Set task
Quote the items verbatim, from the first line through the line containing "Provide the mask", with both ends included.

Rows from a dataset
______
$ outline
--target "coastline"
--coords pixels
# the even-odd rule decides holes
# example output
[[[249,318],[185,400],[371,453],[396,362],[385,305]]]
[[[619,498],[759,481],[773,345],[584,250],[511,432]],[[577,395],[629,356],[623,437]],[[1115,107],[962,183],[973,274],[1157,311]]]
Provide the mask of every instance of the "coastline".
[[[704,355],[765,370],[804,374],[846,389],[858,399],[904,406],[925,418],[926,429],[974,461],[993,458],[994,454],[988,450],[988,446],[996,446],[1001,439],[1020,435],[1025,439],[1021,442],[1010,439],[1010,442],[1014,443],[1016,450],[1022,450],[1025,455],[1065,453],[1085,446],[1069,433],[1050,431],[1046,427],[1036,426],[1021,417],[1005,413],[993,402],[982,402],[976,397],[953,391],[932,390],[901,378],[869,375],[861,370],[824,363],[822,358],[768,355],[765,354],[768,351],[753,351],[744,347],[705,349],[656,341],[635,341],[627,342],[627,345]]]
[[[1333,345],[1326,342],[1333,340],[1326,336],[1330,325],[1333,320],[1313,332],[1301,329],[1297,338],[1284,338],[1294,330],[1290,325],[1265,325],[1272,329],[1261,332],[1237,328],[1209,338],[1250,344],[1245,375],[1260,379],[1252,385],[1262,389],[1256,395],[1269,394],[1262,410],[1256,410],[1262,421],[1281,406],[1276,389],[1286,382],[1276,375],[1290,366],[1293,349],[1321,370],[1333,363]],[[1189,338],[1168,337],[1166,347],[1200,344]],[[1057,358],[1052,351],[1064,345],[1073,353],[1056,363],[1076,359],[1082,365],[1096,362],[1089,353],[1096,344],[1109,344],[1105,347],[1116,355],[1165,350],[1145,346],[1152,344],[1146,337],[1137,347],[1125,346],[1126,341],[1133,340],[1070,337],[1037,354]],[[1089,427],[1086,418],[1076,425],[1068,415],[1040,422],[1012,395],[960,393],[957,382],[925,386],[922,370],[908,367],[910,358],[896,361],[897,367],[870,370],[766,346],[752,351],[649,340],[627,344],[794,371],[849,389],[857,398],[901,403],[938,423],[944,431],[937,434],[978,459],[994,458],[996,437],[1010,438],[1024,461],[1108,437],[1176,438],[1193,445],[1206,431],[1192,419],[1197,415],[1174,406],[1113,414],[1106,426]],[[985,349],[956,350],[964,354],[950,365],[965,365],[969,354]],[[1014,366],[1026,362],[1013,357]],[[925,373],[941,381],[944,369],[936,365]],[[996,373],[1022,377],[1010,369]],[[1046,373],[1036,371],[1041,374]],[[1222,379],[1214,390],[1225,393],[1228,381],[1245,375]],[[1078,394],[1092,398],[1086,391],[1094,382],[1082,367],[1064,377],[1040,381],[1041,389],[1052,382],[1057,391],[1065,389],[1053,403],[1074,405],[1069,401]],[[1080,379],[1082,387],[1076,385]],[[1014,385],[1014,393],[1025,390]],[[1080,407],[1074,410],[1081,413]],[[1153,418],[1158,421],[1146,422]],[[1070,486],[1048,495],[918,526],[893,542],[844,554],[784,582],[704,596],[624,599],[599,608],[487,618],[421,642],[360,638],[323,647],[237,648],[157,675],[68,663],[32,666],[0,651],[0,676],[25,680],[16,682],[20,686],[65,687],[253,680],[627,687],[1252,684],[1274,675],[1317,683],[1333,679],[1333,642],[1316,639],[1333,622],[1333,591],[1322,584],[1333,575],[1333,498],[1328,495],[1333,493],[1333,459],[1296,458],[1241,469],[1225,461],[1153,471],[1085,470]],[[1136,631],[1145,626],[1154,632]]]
______
Result below
$ outline
--target "coastline"
--coords pixels
# the even-odd rule decides holes
# example output
[[[249,318],[185,400],[371,453],[396,362],[385,305]]]
[[[619,498],[759,481],[773,345],[584,250],[511,432]],[[577,395],[629,356],[623,437]],[[1115,107],[962,183],[973,274],[1157,311]]]
Provide the mask of every instance of the "coastline".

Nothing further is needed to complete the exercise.